-- Begin --
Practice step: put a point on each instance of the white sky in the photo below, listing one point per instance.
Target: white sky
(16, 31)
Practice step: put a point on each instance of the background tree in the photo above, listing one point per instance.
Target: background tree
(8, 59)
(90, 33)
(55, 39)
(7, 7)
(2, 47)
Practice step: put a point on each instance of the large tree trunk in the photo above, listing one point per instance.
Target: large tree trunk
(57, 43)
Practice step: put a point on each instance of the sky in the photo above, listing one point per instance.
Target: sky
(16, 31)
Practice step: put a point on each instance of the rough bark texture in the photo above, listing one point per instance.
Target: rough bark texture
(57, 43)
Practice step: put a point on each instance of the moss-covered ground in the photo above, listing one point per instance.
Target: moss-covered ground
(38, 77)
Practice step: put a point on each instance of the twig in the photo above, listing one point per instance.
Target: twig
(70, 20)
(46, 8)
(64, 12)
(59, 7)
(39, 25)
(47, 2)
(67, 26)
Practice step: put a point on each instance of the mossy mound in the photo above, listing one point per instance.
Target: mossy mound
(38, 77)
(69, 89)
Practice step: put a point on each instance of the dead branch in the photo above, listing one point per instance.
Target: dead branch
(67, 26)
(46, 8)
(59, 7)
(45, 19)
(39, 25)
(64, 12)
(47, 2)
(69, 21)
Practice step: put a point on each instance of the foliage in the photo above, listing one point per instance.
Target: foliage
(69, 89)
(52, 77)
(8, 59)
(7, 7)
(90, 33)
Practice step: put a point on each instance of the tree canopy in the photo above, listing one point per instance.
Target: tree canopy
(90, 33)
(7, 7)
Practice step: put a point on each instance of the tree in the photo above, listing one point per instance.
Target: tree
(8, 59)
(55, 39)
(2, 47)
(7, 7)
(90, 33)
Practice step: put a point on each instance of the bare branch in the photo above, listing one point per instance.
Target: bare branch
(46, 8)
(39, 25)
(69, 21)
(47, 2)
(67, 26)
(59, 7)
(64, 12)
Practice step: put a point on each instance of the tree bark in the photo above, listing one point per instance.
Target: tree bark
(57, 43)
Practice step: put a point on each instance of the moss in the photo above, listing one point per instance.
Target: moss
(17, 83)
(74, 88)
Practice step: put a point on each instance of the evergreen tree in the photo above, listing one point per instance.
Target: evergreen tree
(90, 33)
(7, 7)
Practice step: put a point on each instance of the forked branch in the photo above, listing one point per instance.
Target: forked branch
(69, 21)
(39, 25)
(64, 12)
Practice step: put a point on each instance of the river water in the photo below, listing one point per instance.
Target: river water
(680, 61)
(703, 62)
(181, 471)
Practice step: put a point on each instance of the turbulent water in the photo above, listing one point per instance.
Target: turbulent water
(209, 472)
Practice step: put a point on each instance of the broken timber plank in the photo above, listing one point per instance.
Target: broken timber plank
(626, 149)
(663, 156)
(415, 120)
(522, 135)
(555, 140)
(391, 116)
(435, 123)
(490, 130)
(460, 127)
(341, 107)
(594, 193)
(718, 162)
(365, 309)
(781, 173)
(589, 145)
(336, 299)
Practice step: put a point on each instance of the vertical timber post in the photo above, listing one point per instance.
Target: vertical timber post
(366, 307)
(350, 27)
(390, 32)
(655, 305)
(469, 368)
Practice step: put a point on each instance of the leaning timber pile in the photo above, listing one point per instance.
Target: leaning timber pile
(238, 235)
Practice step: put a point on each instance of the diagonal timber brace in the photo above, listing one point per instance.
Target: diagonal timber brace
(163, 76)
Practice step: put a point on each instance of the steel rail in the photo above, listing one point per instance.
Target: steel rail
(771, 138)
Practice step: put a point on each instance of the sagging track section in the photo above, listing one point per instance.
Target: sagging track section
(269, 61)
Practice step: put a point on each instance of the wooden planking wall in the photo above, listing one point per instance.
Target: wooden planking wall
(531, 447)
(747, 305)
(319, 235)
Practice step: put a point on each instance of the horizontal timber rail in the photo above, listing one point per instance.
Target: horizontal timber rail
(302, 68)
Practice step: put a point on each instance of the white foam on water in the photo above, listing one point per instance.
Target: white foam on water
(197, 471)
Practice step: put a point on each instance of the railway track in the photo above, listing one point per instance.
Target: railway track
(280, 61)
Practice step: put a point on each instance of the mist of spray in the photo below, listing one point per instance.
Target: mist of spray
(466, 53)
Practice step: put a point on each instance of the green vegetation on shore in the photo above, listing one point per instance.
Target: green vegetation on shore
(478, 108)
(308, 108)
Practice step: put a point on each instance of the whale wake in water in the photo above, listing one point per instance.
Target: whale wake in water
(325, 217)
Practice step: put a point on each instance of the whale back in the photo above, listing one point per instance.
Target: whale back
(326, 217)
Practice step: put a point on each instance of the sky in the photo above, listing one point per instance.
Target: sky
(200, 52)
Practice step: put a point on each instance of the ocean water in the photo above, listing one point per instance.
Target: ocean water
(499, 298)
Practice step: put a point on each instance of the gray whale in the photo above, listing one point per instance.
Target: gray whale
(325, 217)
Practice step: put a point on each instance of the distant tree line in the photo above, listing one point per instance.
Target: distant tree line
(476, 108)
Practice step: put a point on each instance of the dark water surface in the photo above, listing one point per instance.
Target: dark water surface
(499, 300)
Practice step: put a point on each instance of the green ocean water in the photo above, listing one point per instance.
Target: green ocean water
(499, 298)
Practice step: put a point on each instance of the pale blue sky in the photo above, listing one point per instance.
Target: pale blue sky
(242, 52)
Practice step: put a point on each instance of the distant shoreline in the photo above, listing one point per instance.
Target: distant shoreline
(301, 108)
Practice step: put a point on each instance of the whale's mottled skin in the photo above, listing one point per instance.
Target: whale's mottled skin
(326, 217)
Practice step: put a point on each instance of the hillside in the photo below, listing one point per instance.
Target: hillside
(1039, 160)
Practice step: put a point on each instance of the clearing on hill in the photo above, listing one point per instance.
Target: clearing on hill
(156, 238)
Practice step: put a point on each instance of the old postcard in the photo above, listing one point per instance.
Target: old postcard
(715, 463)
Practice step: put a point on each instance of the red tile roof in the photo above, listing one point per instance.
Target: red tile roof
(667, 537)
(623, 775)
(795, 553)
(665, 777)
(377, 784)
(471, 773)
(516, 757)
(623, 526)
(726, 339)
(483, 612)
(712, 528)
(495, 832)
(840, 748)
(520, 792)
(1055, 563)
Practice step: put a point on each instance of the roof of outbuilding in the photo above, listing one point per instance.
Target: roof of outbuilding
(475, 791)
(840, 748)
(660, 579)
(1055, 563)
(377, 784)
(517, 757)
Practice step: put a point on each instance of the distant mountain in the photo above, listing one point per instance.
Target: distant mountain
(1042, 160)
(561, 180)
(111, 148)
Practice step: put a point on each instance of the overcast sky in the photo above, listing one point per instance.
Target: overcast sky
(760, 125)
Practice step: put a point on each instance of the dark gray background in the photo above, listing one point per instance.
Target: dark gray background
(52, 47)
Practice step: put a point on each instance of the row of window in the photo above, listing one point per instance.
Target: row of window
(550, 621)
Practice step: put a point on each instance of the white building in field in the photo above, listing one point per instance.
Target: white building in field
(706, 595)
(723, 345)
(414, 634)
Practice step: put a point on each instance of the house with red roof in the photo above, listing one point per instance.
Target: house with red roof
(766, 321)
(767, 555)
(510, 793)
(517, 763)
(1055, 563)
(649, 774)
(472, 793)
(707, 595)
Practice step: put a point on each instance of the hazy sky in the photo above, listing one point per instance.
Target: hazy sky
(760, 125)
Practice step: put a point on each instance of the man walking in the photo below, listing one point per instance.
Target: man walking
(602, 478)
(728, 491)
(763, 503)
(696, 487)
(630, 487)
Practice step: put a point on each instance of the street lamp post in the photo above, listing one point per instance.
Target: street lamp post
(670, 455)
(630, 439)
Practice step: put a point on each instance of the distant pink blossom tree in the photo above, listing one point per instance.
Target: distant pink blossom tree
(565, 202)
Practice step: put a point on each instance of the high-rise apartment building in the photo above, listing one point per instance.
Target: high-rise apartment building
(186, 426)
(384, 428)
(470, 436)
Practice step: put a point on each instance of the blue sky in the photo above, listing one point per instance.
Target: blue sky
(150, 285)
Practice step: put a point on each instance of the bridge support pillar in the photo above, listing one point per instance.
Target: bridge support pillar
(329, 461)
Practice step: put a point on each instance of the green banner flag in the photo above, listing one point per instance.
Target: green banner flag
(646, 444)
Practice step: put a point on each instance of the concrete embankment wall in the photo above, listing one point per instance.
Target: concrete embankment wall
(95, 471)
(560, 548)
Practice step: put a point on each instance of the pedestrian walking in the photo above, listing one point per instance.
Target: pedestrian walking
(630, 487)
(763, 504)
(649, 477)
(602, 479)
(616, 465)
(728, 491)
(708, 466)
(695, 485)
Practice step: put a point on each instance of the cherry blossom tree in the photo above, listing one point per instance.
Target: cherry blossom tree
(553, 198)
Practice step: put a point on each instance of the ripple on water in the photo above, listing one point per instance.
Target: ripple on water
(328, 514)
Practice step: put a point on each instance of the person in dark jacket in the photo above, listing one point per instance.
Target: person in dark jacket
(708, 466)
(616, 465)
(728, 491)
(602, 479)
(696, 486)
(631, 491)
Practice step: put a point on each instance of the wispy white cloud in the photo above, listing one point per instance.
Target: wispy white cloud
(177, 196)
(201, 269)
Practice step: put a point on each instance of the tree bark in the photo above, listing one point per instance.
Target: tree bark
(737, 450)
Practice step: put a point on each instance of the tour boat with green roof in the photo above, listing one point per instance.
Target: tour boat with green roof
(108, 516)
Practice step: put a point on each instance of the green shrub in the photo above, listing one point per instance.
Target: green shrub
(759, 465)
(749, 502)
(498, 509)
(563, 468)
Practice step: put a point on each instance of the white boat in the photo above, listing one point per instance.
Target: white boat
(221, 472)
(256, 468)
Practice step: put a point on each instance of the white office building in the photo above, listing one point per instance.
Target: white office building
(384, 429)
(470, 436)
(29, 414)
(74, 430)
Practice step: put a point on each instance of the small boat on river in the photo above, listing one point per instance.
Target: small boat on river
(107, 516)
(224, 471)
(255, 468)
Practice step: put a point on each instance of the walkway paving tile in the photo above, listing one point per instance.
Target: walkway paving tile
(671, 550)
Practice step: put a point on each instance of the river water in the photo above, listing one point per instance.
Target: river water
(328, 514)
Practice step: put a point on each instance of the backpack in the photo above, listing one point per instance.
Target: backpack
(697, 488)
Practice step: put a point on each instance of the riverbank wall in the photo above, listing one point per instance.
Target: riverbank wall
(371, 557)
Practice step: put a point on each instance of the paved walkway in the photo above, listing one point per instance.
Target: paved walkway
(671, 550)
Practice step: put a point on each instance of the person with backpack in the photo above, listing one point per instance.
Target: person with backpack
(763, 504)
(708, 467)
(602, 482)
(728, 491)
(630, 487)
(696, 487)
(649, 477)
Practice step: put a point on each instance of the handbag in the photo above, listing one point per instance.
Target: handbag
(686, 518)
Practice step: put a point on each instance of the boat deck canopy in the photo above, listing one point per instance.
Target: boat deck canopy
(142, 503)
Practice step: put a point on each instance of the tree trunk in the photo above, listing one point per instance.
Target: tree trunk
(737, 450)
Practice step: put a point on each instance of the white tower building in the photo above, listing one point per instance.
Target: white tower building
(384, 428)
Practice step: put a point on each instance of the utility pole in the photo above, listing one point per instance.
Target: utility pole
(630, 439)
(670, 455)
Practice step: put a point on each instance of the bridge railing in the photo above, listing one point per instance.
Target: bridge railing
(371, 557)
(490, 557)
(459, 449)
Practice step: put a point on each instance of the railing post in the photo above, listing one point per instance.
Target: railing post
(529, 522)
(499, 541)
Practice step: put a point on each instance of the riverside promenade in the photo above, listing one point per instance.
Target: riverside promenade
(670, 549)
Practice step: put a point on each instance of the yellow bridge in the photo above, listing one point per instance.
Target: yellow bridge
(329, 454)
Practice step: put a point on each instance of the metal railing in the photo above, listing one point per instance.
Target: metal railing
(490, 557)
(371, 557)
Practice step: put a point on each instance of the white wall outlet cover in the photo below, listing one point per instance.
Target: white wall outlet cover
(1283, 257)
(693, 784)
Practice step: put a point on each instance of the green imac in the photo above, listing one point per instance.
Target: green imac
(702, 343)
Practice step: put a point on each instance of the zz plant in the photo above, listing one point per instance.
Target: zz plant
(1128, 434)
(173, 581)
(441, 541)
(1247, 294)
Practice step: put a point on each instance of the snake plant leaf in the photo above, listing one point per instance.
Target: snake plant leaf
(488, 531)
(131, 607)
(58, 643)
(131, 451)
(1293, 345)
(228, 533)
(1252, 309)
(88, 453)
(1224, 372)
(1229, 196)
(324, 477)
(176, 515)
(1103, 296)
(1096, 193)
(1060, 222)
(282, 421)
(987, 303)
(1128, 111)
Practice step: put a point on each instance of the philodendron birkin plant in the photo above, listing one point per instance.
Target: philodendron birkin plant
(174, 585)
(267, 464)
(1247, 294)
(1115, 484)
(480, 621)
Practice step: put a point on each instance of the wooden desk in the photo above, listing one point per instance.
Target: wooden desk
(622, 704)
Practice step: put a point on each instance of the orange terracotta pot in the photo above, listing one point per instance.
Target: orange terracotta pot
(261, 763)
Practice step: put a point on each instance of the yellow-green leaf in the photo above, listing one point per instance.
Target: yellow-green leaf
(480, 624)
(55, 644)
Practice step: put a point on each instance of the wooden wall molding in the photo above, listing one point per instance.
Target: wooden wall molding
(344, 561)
-- End --
* [Goal]:
Write out again every line from the one containing "the white wall" down to the end of the rows, the lines without coordinates included, and offset each point coordinate in the answers by adding 140.

* [Response to this exercise]:
Practice step: put a point on each instance of the white wall outlet cover in the photo below, listing one point per instance.
Target: white wall outlet cover
(1423, 397)
(833, 924)
Practice step: put a point on each instance of the green imac in the photo above, listing one point per instance.
Target: green imac
(842, 483)
Practice step: put a point on each instance of the zz plant in the photo above, listing one point per instance.
Target: zz plant
(1268, 574)
(313, 721)
(581, 681)
(1387, 434)
Practice step: put a point on each instance of the snake plant leaf in the photo above, listing one point per instance.
Target: snake plant leaf
(628, 671)
(271, 747)
(198, 783)
(271, 591)
(1433, 485)
(368, 673)
(1392, 449)
(228, 593)
(1364, 512)
(1369, 336)
(464, 617)
(316, 655)
(1243, 436)
(1236, 333)
(1200, 362)
(422, 561)
(1127, 443)
(1268, 251)
Practice step: put a point on each instance of the philodendron birkin plant in the photo above, listing one point per instance.
Target: philodendron birkin plant
(314, 725)
(407, 604)
(1387, 434)
(1255, 624)
(620, 761)
Practice step: put a point on each instance of the wooden desk in the photo above, listing one point per instance.
Target: wooden desk
(762, 844)
Practice step: put a point on each instance of the orange terracotta pot in the photo above, listing one point per instance.
Target: orange terracotta pot
(401, 903)
Practice step: put a point on each instance of the yellow-green leaf in the photo above, listing one point per instance.
Target: yellow-green leaf
(620, 764)
(195, 784)
Practice step: put a point on each instance of the wooden wall molding in the photo above, listing one point per instance.
Target: wooden wall molding
(484, 701)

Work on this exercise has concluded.